■ REQUIRED WORK: Reproduce each line of the listing exactly.

■ DATASET CONTENT:
──────

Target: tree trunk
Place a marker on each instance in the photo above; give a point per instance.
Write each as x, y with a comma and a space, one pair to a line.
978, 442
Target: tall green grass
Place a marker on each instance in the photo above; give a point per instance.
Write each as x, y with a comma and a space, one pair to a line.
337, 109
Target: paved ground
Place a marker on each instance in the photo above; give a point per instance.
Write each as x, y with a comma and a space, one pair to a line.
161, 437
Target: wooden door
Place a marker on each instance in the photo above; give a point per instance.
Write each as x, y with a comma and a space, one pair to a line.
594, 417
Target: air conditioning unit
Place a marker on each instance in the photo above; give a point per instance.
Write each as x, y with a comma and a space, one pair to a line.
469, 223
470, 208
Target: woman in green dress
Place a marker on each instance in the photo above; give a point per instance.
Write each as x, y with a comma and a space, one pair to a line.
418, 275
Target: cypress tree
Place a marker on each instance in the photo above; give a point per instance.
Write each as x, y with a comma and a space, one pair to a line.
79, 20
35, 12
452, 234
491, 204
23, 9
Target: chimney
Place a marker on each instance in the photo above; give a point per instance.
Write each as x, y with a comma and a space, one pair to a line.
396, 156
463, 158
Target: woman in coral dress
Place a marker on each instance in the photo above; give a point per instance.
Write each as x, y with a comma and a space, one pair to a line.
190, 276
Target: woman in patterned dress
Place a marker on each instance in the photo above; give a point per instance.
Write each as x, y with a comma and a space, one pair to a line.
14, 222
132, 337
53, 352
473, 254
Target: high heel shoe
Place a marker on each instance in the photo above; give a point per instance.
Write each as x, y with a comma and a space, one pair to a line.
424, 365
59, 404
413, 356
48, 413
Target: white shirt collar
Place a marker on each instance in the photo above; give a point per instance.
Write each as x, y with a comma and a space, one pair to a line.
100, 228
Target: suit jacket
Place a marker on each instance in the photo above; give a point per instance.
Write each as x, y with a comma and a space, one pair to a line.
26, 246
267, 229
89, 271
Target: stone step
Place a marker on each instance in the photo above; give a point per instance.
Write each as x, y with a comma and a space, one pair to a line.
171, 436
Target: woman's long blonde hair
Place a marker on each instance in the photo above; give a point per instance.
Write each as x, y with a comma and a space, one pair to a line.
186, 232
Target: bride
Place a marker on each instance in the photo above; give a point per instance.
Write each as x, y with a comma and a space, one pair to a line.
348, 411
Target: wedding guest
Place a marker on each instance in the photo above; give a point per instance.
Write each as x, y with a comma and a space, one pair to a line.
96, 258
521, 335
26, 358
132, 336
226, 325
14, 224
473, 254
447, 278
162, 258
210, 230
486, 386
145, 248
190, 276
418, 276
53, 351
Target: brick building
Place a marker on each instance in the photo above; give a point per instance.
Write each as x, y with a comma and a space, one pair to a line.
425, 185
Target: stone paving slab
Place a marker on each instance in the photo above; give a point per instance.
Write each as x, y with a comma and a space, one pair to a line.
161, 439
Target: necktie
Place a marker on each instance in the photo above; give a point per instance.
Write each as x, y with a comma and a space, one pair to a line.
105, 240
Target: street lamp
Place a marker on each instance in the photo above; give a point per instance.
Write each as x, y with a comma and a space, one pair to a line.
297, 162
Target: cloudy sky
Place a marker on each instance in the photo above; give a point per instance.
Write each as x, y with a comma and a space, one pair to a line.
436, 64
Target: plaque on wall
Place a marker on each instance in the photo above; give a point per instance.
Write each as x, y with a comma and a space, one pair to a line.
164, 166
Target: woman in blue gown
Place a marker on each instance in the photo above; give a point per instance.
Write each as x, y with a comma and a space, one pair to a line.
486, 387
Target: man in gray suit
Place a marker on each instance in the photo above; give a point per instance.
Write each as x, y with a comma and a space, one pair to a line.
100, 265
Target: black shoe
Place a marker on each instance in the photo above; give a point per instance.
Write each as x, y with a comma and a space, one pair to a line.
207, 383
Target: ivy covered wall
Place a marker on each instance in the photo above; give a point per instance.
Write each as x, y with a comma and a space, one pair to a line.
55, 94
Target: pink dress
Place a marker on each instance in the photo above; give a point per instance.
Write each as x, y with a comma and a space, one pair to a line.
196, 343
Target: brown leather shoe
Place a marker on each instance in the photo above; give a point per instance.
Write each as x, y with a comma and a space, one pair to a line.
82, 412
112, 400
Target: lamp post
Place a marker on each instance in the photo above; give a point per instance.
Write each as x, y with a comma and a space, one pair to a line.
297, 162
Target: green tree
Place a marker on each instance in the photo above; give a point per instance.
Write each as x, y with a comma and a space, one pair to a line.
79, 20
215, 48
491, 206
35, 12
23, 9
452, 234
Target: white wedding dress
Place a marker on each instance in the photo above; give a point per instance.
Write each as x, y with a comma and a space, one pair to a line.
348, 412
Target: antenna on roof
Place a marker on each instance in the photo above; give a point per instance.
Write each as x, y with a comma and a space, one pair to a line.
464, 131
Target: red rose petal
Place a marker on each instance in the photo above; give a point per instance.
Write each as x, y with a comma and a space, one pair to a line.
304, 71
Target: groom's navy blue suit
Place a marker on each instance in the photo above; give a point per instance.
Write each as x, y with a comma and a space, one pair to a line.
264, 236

──────

■ THE ANSWER:
Target: tree trunk
Place a marker on each instance in the photo above; give a point per instance.
Write each as x, y with a comma and a space, one pair to a line.
978, 442
Target: tall green grass
Place a marker on each instance in the photo above; give a point per instance.
Write each as x, y with a comma and a space, one pair to a line.
337, 109
Target: paved ground
Place a marker on each instance in the photo above; give a point per instance.
Write each as x, y with a comma and a space, one pair to a line.
161, 437
Target: wooden door
Place a marker on each instance in the photo above; give a point per instance.
Write each as x, y with a comma and a space, one pair to a line.
594, 417
Target: air conditioning unit
Place a marker on each instance in the photo above; give a point per instance.
Write each as x, y with a comma and a space, one pair to a line.
469, 223
470, 208
Target: woman in green dress
Place a marker on each instance in the photo above; give a point per instance.
Write each as x, y with a comma and a space, one pair to a line.
418, 275
Target: cypress tree
Place a marker on each instance in the photo above; give a point per instance.
Write each as x, y with a comma and a space, one pair to a line.
79, 20
35, 12
452, 234
491, 204
23, 9
Target: chimney
Place a marker on each instance in the photo above; give a point per instance.
Write each as x, y with a comma and a space, one pair to a line.
396, 156
463, 158
Target: woman in coral dress
Place a marker on each instance in the photo above; give a point per instance.
Write each as x, y with a comma and a space, one pair to a line.
190, 276
Target: woman in patterned dress
Place a marker on each instance in the photo above; give a point per instance.
Write each as x, y with a comma and a space, one pair to a line.
14, 222
132, 337
53, 352
473, 254
Target: high heel shoe
Place a marker on each instance in the photo above; give a point per instance.
Write each as x, y with a comma and a space, one pair to a line.
424, 365
59, 404
413, 356
48, 413
Target: white shirt collar
Place a marker on each instance in the photo above; give a point per instance.
Write each as x, y with a comma and a space, one pair to a line.
100, 228
Target: suit jacket
Place a marker on each instance in the photo above; give a point per instance.
Write each as x, y with a comma and a space, one pair to a line.
26, 246
267, 229
89, 271
Target: stone step
Place a marker on each instance in the photo above; give a point per instance.
Write each as x, y with a comma and a space, one pair to a line.
171, 436
Target: woman's long blonde hair
Place a marker on each instance in the photo above; give a point per instance.
Write each as x, y with a comma and a space, one pair to a line.
186, 232
Target: bride
Place a marker on each instance in the photo above; give a point per instance.
Write each as x, y with a comma and a space, one pair to a line.
348, 411
Target: wedding guest
Place a marker on each instance in the photo above; give a point per instance.
Write each as x, y with a comma and a space, one pair to a line.
96, 258
521, 335
26, 358
132, 336
226, 325
14, 224
473, 254
447, 278
162, 258
210, 230
486, 386
145, 248
190, 276
418, 276
53, 351
Target: brick building
Place a marker on each instance in the photo above; give a point per instance.
Write each as x, y with a comma and a space, one pair to a line.
425, 185
Target: stone paving slab
Place a marker on each instance in the photo above; give a point per instance.
Write each as x, y with a comma and a space, one pair to a line.
161, 439
Target: necktie
Place a marker on each instance in the photo above; give a point per instance.
Write each as x, y with a comma and a space, one pair to a line.
105, 240
Target: street lamp
Place a marker on each instance in the photo above; give a point per instance.
Write each as x, y with a comma and a space, one pair to a line.
297, 162
Target: cloudy sky
Place a marker on each instance in the photo above; give a point per instance.
Write each as x, y with a comma and a space, one pair to a line.
436, 64
Target: plaque on wall
Place a marker on each instance in the photo above; give a point per instance.
Write each as x, y with a comma and a space, one pair to a line.
164, 166
Target: woman in blue gown
Place a marker on each instance in the photo above; give a point per instance.
Write each as x, y with a comma and a space, one pair to a line.
486, 387
Target: man in gray suit
Place a marker on each instance in the photo above; give a point per instance.
Write each as x, y with a comma and a space, one pair to a line.
100, 265
Target: black shoe
Place a marker on each instance in the photo above; give a point per instance.
Write each as x, y with a comma and a space, one pair to a line.
207, 383
Target: ivy covered wall
Place a marker on each instance in the photo above; give a point per instance.
Write each as x, y with a comma and a space, one pair to a line.
55, 94
Target: pink dress
Place a marker on each instance in the photo above; give a point per instance.
Write each as x, y with a comma and a space, one pair to a line.
196, 343
Target: brown leather shoe
Place a marker on each instance in the photo above; give a point per instance.
Write each as x, y with a comma and a space, one pair to a line.
82, 412
112, 400
Target: lamp post
Place a marker on each instance in the photo above; give a point per instance.
Write each as x, y with a comma and a space, one pair to a line.
297, 162
Target: green tree
Place a marker on each instance in the photo above; give a point per instance.
Write each as x, y with a comma and a space, one pair to a line.
79, 20
215, 48
491, 206
35, 12
23, 9
452, 234
Target: white wedding dress
Place a marker on each instance in the photo above; give a point per instance.
Write each as x, y with a comma and a space, one pair to a line.
348, 412
Target: antenna on roof
Place a marker on each instance in the photo above; give a point per instance.
Write each as x, y with a comma and a space, one pair to a line.
464, 131
Target: red rose petal
Place a marker on each instance in the photo above; give a point per instance.
Write each as x, y with a comma and a space, one pair to a line.
304, 71
Target: groom's navy blue suit
Place a marker on each instance in the photo above; give a point per instance.
Write each as x, y with a comma and a space, one pair to a line.
264, 236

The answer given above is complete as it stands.